Records for this task:
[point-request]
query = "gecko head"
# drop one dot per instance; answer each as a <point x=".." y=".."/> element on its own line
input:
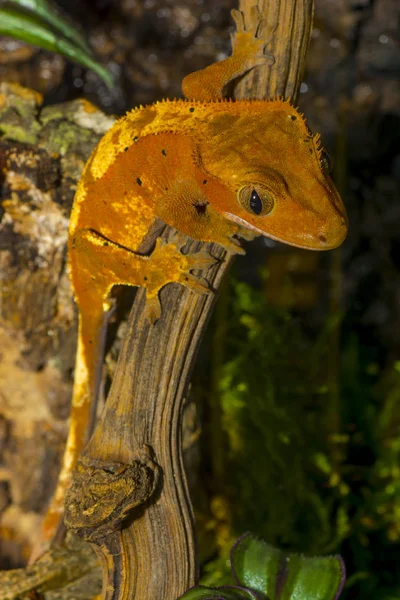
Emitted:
<point x="275" y="175"/>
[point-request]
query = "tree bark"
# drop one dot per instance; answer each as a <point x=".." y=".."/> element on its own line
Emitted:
<point x="153" y="557"/>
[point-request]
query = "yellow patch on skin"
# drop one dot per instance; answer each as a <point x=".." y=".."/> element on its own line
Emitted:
<point x="88" y="106"/>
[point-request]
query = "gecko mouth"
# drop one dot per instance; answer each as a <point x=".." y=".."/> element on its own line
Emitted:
<point x="312" y="243"/>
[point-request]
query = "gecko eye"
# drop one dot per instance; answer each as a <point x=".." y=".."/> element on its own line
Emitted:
<point x="326" y="161"/>
<point x="256" y="199"/>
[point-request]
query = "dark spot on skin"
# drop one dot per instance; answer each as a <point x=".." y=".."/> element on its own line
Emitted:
<point x="201" y="208"/>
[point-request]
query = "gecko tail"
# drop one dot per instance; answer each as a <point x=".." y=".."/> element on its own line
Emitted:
<point x="87" y="377"/>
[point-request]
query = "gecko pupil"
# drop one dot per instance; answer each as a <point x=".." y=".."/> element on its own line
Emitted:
<point x="255" y="203"/>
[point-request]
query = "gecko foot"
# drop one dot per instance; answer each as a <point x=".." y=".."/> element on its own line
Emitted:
<point x="246" y="38"/>
<point x="152" y="309"/>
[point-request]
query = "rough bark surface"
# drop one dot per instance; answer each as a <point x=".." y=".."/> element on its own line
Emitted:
<point x="144" y="407"/>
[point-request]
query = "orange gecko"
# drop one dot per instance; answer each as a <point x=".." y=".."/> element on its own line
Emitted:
<point x="210" y="168"/>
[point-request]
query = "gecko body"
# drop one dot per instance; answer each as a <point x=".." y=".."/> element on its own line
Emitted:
<point x="208" y="167"/>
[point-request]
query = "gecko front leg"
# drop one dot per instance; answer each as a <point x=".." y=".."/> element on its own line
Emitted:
<point x="248" y="51"/>
<point x="97" y="264"/>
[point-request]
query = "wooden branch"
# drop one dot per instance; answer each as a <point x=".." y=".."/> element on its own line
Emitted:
<point x="153" y="557"/>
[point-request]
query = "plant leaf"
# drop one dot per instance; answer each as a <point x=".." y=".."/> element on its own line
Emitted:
<point x="46" y="11"/>
<point x="28" y="28"/>
<point x="286" y="576"/>
<point x="221" y="593"/>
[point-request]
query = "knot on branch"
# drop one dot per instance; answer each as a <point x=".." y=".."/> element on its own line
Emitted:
<point x="103" y="494"/>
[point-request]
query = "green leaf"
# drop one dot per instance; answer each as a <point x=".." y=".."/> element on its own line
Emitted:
<point x="46" y="11"/>
<point x="31" y="29"/>
<point x="286" y="576"/>
<point x="222" y="593"/>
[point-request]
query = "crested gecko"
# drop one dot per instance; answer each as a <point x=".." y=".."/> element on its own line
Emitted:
<point x="211" y="168"/>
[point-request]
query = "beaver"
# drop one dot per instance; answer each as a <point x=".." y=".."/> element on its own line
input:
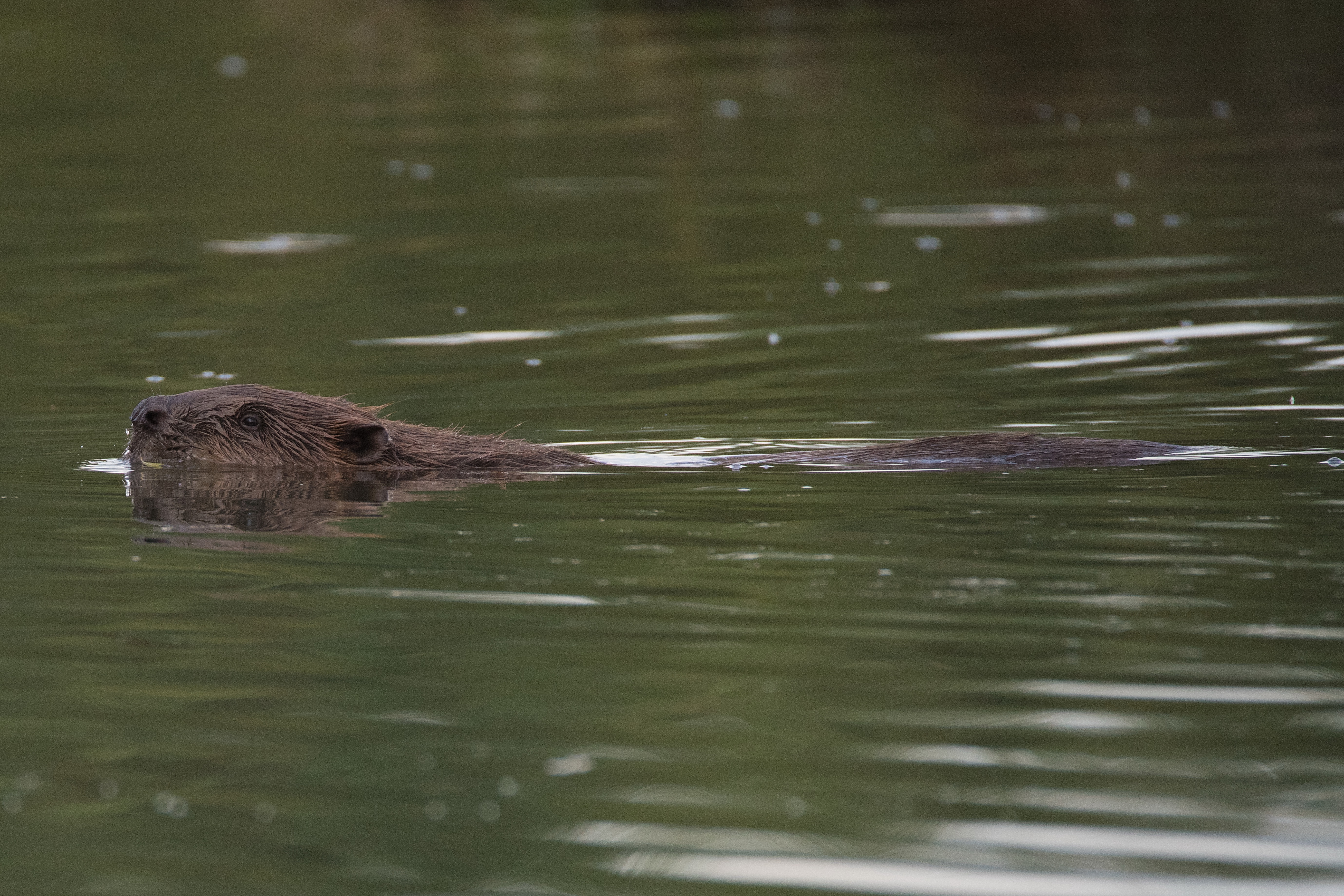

What you will do: Which lines of the material contain "skin"? List them.

Solved problem:
query = "yellow patch on skin"
query = "dark spot on skin"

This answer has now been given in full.